= TASK DESCRIPTION =
From the account of the Y.N.A.'s campaigning in Edinburgh, print the stretch from "Also, one of" through "of our successes?", word for word.

= EXTRACT PROVIDED =
# # # # #
In the beginning, most
meetings of the Y.N.A. were concerned with interpreting Party Policies
and methods of dispensing the message throughout the Edinburgh area.
Generally, the members of the S.N.P. were too cautious in presenting its
policies and, therefore, a more robust approach was needed. As the
Chairman and the Secretary of the branch were with us, as were many
Branch members, we had an urge to put our ideas into effect.
These methods of
propaganda were vigorously and methodically carried out.
To draw the attention of
the general public, nationalist slogans were inscribed in prominent
places in the city, - SCOTLAND NEEDS INDEPENDENCE - at first with blocks
of easily carried pipeclay or, when larger text was required, with pots
of distemper or whitewash. The latter was used in painting the walls of
Edinburgh Castle. Contrary to newspaper reports, the climb was not by
way of the 300 feet high precipitous rocks below, but by a previously
reconnoitred route to the sally-port above King’s Stables Road, and
along the sloping grassy ledge below the walls overlooking the Ross
fountain, - not too difficult in daylight, but stimulating in the
blackout of 1939.
Two ascents were made to
this site and on one occasion, a member of the party fell asleep while
the others painted.
A similar expedition to
the walls of the Calton Cemetery called for the same careful planning,
and this time the cliffs below were ignored. Entry to the cemetery was
gained by climbing up and over the high iron gate in Waterloo Place,
then ’dreeping‘ over the wall to a ledge. We, in the Y.N.A. were
nothing if not self-confident.
The roof of the bandstand
in Princes Street Gardens also received attention, but was not very
successful as the inscription could only be seen clearly from the Castle
and there were few visitors there during the war.
Also, one of our main
painting efforts was the plastering of "SCOTLAND NEEDS A FORTH ROAD
BRIDGE" on the road from Cramond Bridge Hotel to the Hawes Inn in
South Queensferry; - one of our successes?
As well as election
meetings, we made our presence known at other political meetings; a
Communist meeting in the Usher Hall and an Indian Congress Party meeting
in the Oddfellows Hall, addressed by Krishna Menon, who later became a
member of the Indian government.
Ploughing a Nationalist
furrow, but along different lines, were characters like Dr. Mary Ramsay,
Major H. Sleigh ( Scottish Front ) and Matthew Hamilton. The latter
claimed to be an expert on the Treaty of Union and its various breaches
by subsequent governments, but he was unfortunately highly eccentric.
Major Sleigh, a kindly and charming elderly man, was also eccentric, and
it was a little embarrassing to visit him in the New Club, where he
lived, when he would commandeer the armchairs beside the huge fireplace
in the club room and talk at the top of his voice.
It will be noticed that our propaganda
did not go further than the Edinburgh area. This was because primarily
the Y.N.A. was a local group, and only on national occasions, like
Bannockburn and Wallace Days, did we meet our contemporaries from the
west and north. This applied up to the commencement of the war. As
problems arose from the conflict, it became obvious that those who
continued nationalist activities during the war were suspected of being
Quislings, but our greatest concern was that the Scottish question was
being neglected and we, who were still at home, had a duty to keep
things going.
# # # # #
= DATA ENTRIES =

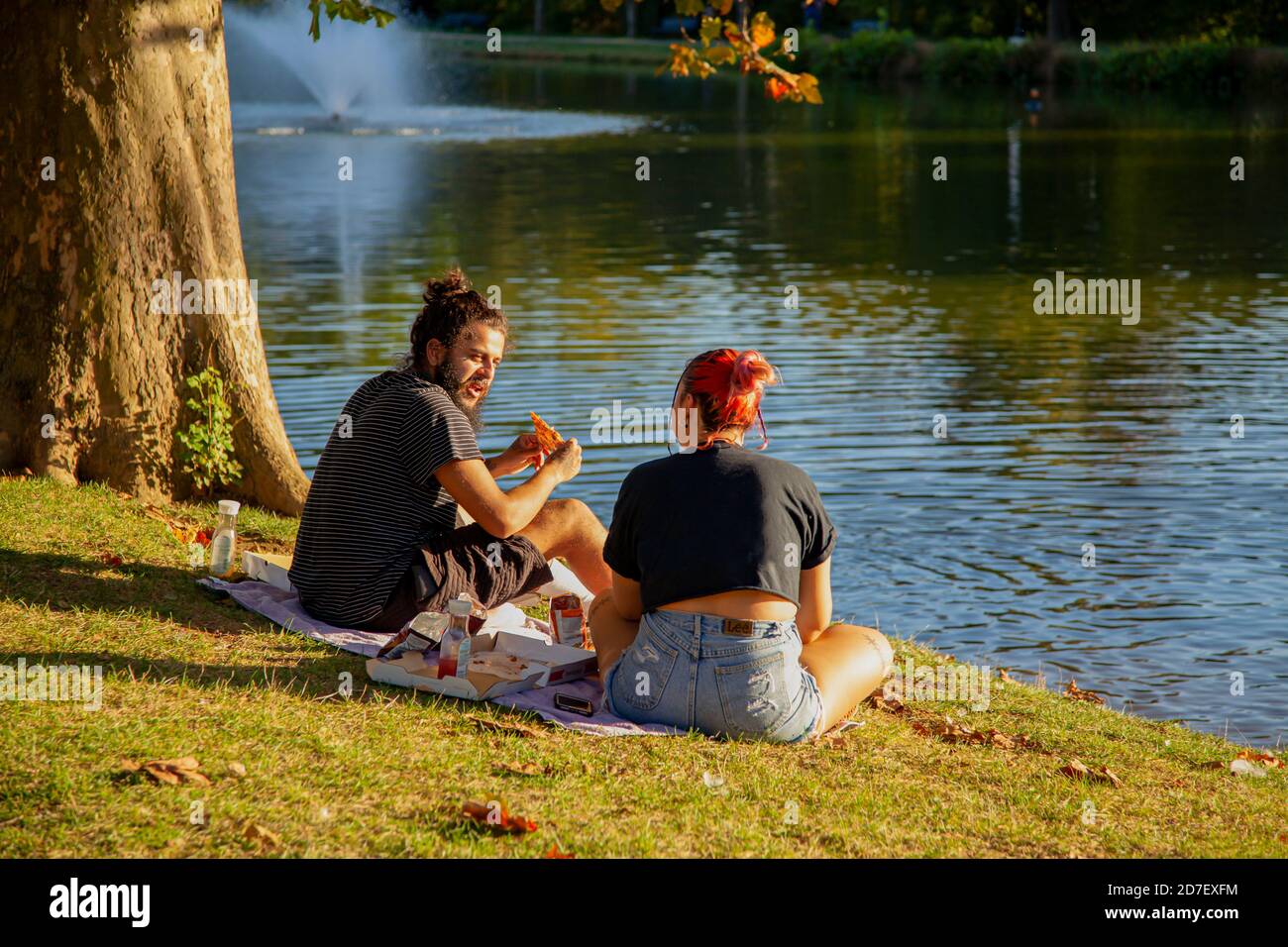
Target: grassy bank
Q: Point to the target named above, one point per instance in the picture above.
(89, 578)
(1210, 68)
(1206, 68)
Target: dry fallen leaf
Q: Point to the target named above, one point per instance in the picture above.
(1078, 771)
(1077, 693)
(1266, 759)
(503, 725)
(262, 836)
(496, 815)
(524, 770)
(892, 705)
(952, 732)
(168, 772)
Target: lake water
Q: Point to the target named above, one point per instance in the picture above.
(914, 300)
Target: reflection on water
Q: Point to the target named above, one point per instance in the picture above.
(914, 300)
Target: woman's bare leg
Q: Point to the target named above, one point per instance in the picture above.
(849, 663)
(610, 633)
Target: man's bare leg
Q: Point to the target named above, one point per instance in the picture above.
(568, 528)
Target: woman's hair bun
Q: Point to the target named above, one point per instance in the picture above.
(750, 372)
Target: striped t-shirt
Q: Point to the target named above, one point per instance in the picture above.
(375, 499)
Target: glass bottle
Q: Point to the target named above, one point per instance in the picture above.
(223, 544)
(455, 648)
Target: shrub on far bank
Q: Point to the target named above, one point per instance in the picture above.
(1219, 68)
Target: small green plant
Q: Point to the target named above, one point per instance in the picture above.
(207, 442)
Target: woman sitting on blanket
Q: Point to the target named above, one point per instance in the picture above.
(720, 612)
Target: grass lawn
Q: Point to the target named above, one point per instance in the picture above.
(386, 771)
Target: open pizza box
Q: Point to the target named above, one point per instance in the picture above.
(518, 663)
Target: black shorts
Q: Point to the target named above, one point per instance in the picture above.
(471, 561)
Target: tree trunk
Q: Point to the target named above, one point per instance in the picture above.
(127, 108)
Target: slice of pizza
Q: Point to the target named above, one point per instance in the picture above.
(546, 436)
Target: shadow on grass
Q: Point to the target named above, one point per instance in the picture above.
(312, 680)
(67, 582)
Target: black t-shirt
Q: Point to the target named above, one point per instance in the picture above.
(374, 497)
(713, 521)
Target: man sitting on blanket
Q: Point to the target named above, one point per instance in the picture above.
(377, 540)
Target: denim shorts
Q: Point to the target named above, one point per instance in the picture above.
(686, 672)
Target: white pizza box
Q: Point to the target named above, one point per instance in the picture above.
(268, 567)
(549, 663)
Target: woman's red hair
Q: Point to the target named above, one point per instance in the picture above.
(729, 385)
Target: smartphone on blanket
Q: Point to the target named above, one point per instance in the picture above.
(574, 705)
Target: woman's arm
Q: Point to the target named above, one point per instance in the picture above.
(626, 598)
(815, 612)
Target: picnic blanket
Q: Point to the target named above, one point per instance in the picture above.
(283, 608)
# # # # #
= TASK RESULT =
Also, one of our main
painting efforts was the plastering of "SCOTLAND NEEDS A FORTH ROAD
BRIDGE" on the road from Cramond Bridge Hotel to the Hawes Inn in
South Queensferry; - one of our successes?